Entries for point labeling
╔══

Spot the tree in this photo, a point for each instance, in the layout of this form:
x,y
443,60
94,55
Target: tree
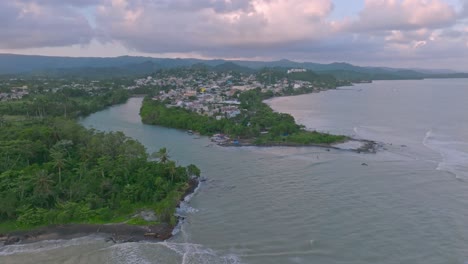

╚══

## Given instruction
Copy every entry above word for word, leaving out the pictures.

## Task solution
Spot the tree in this photo, a point for each instance, in the layout of this form:
x,y
443,60
94,55
Target: tree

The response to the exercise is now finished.